What the task requires:
Rescale the items from the start through the line containing "x=194, y=408", both ends included, and give those lines again with the requests, multiplying every answer coordinate by 2.15 and rounding to whole numbers with halves going up. Leave the numbers in the requests and their format samples unchanged.

***** Data entries *****

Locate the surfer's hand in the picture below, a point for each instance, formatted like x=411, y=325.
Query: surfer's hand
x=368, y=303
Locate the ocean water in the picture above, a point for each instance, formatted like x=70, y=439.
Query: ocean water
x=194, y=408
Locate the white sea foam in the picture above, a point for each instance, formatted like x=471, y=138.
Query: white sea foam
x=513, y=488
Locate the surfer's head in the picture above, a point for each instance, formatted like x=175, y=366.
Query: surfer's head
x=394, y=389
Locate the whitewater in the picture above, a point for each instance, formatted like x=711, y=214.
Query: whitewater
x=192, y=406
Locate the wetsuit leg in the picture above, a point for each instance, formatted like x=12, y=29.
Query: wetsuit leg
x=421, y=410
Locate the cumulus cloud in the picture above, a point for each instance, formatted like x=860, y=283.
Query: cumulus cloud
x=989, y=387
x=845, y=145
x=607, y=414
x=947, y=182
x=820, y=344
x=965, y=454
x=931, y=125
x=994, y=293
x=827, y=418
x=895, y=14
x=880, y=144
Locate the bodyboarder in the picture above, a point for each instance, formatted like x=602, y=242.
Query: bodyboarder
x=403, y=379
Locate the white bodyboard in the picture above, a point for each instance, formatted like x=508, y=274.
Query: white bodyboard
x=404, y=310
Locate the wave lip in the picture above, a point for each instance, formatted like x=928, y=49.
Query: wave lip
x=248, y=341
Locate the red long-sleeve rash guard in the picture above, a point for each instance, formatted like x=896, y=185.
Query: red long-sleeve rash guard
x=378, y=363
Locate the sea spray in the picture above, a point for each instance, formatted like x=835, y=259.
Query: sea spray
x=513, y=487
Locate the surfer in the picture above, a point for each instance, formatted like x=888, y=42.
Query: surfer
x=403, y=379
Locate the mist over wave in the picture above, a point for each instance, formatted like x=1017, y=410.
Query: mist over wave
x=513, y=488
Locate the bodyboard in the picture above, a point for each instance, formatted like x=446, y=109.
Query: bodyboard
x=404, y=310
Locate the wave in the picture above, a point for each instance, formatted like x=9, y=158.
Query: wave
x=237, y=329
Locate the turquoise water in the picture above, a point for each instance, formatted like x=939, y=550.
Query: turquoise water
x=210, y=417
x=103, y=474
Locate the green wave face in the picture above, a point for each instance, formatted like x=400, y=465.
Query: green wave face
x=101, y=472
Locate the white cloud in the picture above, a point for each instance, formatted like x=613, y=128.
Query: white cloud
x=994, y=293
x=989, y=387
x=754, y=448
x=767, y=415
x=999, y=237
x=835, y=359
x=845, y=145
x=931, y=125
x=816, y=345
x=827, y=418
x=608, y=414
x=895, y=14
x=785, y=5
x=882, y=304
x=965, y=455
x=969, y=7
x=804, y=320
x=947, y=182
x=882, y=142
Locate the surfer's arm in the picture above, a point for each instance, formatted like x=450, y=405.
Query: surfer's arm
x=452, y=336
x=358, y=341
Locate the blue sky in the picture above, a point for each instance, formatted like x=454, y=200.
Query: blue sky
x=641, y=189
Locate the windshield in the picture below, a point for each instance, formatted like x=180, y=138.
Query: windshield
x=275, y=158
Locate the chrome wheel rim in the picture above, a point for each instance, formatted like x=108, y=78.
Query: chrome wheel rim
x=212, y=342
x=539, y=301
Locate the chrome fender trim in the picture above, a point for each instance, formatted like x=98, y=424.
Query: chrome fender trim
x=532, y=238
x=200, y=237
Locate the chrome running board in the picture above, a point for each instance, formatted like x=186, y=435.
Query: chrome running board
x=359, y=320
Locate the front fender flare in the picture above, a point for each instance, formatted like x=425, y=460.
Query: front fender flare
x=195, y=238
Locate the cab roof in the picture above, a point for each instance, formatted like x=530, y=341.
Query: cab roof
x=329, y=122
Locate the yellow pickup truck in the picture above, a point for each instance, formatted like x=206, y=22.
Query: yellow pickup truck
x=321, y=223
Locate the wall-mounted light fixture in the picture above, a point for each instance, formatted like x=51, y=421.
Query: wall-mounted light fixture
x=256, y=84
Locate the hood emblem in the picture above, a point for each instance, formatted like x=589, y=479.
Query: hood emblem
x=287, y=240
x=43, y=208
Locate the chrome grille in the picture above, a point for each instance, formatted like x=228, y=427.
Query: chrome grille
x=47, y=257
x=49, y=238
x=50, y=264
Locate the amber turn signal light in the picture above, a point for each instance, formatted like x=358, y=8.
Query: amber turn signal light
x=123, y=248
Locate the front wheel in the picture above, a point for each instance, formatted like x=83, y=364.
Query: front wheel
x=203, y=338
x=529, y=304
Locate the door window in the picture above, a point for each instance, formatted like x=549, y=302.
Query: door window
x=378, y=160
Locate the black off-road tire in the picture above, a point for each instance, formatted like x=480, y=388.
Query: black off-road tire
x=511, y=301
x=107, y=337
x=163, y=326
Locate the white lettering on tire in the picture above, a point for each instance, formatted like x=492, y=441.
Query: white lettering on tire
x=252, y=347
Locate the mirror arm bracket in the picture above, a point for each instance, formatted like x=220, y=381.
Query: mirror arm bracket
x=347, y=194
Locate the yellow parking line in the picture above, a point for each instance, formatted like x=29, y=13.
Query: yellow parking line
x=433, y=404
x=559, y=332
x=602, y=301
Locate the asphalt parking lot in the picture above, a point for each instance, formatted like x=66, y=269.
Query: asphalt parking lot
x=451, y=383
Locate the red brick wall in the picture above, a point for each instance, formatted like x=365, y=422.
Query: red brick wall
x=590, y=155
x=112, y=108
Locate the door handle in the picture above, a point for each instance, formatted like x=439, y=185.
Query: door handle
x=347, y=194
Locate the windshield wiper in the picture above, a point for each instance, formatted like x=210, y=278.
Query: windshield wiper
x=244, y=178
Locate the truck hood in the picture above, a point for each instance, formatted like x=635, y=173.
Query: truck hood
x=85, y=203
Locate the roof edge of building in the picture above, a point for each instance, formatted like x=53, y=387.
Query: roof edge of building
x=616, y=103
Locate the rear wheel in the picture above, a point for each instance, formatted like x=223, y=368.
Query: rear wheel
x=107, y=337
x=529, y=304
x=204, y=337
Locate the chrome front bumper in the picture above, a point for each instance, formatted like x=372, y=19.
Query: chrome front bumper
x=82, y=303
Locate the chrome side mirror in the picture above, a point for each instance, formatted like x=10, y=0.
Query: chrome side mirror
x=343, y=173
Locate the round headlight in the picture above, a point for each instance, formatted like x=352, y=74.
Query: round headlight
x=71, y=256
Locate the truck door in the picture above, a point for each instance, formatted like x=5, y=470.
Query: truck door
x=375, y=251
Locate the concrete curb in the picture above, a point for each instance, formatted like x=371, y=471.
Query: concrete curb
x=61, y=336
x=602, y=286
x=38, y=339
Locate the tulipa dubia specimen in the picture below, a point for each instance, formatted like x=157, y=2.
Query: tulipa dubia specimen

*****

Written answer:
Locate the surfer's hand in the picture below, a point for each instance, formatted like x=411, y=325.
Query: surfer's hand
x=791, y=651
Locate the ocean water in the picture above, a point for each instance, formatted like x=70, y=439.
Query: ocean water
x=417, y=877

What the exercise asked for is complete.